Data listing
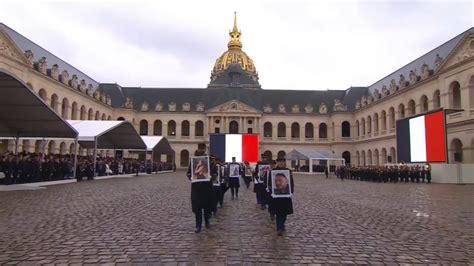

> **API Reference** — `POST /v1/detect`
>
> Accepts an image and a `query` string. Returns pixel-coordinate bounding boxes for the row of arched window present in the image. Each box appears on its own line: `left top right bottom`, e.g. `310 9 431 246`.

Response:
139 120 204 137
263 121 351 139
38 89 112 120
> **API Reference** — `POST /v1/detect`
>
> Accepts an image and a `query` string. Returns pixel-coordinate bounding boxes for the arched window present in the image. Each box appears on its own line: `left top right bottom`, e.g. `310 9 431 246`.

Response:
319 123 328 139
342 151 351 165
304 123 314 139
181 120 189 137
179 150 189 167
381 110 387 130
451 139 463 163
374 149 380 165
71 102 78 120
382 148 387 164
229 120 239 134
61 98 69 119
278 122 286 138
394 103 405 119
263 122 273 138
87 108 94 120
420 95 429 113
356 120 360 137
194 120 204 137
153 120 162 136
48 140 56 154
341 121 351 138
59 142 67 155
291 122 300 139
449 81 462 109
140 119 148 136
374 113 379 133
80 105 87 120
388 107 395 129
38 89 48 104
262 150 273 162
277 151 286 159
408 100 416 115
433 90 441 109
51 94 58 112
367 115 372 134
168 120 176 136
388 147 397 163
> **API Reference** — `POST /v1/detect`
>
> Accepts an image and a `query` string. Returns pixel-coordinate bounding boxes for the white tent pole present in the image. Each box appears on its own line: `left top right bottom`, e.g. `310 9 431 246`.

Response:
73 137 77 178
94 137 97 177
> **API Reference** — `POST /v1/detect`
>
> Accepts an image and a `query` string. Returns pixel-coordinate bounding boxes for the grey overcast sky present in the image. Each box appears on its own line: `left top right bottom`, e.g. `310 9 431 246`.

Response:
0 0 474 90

...

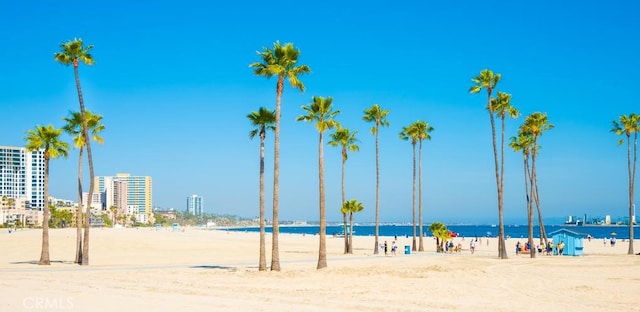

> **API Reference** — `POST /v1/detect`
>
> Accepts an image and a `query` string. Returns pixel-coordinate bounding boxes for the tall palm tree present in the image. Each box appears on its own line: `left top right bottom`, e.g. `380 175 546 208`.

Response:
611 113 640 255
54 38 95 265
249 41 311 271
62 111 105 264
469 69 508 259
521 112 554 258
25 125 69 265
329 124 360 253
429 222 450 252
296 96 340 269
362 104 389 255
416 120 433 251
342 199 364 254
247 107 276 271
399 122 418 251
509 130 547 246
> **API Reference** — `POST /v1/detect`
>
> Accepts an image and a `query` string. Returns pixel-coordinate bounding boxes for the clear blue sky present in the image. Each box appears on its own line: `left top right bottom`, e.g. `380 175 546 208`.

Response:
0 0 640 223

What to work on – Extract every line of the records that contains the string "bottom". The match is case-sensitive.

Solution for this task –
> Accepts an image and a `query` string. Returns pixel-coordinate bounding boxes for the row of arched window present in the image. Each box appears on its own line: `left top right bottom`, e.g. `310 9 431 246`.
> Accepts an image and a `query` string. Returns pixel-coordinate bounding boxes for the arched window present in the image. Each box appears on its own line: `left top right bottom`, e.g. `310 9 431 246`.
> Accepts an image and a `query` string. Returns pixel-coordinate bounding boxes for the white tent pole present in the image. Each box appears on its own line: `left top right bottom`, e.g. `310 9 431 246`.
> Accepts an image and a `query` string. Returns pixel-coordinate bounding boxes for the grey overcast sky present in the image. Each box appears on its own line: `left top right bottom`, e.g. `310 9 431 246`.
> Accepts an image and a `query` string. Returns pixel-coordinate bounding boxes for the tall palm tree present in the image. Each box appears on its own line: `left top right bottom`, e.g. `380 175 546 208`.
> Accepts an image and a `query` string. Returns pixel-coordinate bounding boxes for the clear blue sky present in the image. Each box appears on its own line: `left top right bottom`, e.g. `380 175 546 208`.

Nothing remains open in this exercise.